Extract provided |
The Mississippi state law went into effect on 10 October 2016 - just a year after the highest court in the country ruled on the legality of gay marriage - after several state court battles by community advocacy lawyers.

Essentially, the law allows state employees to deny LGBTQ couples marriage licenses and offers legal protection for private businesses that choose not to serve LGBTQ customers based on the business owners’ religious beliefs.

The people being protected, according to a section of the legislation: Mississippians who believe legal, legitimate marriage is only between a man and woman, “sexual relations are properly reserved to such a marriage,” and that a person’s gender is “immutable” - determined “by anatomy and genetics at time of birth.”

Lower courts determined that the immediate challenges to the law were not sufficient enough to overturn it because those suing - including ordained ministers who married same-sex couples as well as LGBT couples seeking to marry - could not show how they would be significantly harmed by the law.

However, an attorney on the opposition side, Beth Littrell of LGBTQ rights organisation Lambda Legal, told The Independent that the move by the US Supreme Court is "absolutely not" an implication that the Mississippi law is constitutional.

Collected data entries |
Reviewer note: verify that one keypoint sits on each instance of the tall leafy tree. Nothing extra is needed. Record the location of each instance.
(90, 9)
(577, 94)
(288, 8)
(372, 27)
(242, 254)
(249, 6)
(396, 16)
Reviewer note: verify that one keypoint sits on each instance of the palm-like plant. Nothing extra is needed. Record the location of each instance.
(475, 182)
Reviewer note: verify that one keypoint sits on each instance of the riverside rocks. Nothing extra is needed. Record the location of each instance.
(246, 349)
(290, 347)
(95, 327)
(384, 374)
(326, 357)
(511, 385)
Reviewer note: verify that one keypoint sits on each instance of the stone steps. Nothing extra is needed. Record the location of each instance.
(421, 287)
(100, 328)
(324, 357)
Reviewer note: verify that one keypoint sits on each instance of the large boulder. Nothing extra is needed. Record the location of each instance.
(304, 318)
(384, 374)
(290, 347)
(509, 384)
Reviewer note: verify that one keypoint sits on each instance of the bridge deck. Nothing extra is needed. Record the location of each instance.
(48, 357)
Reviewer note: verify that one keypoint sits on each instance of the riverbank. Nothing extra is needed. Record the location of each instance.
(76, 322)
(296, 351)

Your instructions |
Answer these questions about the article on the Mississippi law above:
(a) On what date did the law go into effect?
(b) Which organization is Beth Littrell from?
(c) According to the lower courts, what could those suing not show?

Exercise output |
(a) 10 October 2016
(b) Lambda Legal
(c) They could not show how the law would significantly harm them.